- Problem:
In the lines beginning at the one that has "Your task is straightforward. Given the image, detect shoulder" and stopping after the one that has "top-left (100, 92), bottom-right (146, 118)", replace "shoulder" with "elbow", leaving everything else unchanged. Give only those lines.

────────

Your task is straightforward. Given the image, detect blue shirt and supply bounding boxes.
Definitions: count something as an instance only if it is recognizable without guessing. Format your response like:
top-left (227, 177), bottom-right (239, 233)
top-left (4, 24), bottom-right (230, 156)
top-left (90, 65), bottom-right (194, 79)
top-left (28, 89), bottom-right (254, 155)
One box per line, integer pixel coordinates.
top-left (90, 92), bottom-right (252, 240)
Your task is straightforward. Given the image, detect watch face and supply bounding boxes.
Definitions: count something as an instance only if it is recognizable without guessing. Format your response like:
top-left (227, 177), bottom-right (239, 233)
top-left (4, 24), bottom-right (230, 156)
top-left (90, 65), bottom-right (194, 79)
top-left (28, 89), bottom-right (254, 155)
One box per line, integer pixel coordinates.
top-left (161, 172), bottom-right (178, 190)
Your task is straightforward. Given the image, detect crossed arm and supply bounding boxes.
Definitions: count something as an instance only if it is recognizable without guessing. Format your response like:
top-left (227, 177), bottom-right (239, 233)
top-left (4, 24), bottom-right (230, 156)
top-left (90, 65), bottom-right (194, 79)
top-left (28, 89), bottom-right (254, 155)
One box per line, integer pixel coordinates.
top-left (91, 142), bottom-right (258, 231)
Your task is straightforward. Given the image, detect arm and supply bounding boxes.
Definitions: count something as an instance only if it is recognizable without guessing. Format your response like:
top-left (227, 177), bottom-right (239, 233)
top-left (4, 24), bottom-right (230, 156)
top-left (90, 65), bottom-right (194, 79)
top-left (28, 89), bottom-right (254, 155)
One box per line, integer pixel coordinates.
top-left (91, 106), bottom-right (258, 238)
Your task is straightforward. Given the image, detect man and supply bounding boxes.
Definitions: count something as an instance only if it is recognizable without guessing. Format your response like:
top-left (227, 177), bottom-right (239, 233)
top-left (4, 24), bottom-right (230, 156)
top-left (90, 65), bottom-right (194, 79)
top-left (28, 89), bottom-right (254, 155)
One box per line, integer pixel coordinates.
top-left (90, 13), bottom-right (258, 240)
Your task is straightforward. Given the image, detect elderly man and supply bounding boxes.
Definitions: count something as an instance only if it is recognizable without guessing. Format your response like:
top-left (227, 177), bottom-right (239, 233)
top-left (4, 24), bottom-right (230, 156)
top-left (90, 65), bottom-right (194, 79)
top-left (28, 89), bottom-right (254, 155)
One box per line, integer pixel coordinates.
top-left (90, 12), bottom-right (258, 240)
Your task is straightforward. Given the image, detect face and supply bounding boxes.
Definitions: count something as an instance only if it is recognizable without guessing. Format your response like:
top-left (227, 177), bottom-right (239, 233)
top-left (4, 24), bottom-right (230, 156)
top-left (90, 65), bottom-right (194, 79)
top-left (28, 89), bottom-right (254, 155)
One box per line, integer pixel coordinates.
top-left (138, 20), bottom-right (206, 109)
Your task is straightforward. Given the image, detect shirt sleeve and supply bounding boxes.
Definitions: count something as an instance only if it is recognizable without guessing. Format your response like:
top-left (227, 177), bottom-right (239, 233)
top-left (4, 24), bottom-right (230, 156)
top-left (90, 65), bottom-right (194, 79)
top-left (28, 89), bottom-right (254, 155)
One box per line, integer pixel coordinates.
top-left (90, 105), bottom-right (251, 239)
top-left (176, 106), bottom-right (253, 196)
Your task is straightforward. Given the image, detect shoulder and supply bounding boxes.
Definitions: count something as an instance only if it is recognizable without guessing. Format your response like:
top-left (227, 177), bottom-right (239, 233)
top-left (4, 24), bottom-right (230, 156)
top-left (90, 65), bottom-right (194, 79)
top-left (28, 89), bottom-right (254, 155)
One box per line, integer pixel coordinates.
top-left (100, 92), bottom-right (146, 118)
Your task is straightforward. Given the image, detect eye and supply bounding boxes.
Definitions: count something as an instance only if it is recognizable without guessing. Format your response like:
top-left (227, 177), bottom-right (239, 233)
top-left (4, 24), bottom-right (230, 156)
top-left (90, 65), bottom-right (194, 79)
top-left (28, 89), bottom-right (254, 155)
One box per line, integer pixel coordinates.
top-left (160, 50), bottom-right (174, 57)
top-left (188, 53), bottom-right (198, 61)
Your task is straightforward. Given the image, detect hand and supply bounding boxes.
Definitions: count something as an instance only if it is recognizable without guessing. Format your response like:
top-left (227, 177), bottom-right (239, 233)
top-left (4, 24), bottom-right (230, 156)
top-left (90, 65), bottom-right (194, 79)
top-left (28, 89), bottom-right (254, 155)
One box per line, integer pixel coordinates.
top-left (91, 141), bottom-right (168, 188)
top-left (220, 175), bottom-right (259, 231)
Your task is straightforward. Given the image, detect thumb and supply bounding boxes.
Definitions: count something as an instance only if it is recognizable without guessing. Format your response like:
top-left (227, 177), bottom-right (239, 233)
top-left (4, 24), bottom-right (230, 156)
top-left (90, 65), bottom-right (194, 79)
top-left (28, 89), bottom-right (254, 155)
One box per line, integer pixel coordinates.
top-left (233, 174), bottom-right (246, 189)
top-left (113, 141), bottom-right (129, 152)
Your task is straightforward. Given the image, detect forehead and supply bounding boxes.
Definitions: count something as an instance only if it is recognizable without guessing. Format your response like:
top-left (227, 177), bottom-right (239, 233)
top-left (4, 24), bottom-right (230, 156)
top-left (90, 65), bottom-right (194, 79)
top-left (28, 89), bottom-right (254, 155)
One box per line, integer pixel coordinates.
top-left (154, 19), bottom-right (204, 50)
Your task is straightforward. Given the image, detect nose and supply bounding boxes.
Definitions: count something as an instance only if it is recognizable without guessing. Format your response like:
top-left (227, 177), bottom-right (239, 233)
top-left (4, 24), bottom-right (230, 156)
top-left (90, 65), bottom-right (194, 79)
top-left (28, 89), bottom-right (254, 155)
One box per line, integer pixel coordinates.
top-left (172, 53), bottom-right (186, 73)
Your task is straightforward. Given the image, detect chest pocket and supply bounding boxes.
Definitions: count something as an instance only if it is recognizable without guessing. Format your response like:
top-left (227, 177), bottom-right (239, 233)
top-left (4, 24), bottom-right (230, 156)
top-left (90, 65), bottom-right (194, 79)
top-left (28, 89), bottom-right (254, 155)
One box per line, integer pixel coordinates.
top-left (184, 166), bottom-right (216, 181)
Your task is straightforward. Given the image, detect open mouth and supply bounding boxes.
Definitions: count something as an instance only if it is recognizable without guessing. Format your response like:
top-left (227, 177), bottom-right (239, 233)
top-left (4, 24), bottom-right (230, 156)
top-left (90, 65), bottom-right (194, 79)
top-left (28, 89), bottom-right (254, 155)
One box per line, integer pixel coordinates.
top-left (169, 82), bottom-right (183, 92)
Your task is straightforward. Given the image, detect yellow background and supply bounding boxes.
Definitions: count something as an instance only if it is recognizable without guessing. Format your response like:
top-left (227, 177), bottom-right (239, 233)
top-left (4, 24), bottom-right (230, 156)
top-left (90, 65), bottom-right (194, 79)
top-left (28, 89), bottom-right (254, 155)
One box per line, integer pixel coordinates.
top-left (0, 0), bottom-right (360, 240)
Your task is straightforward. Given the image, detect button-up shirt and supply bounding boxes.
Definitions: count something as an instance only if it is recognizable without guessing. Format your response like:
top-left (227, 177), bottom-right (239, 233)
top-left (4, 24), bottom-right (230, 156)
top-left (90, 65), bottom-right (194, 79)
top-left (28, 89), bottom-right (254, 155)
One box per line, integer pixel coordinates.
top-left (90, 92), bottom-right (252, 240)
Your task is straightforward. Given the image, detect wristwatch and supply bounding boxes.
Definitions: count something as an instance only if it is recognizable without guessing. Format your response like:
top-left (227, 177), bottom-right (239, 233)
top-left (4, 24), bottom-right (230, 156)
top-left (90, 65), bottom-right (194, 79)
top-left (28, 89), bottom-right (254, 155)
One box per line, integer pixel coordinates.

────────

- Result for this task:
Your task is straightforward. Given the image, detect elbow and supply bounding boxes.
Definitions: count something as an instance only if it is recognizable without guessing. Format your response like:
top-left (227, 177), bottom-right (239, 233)
top-left (4, 24), bottom-right (230, 156)
top-left (90, 65), bottom-right (194, 79)
top-left (28, 89), bottom-right (254, 155)
One box per line, integer pixel coordinates.
top-left (100, 92), bottom-right (146, 118)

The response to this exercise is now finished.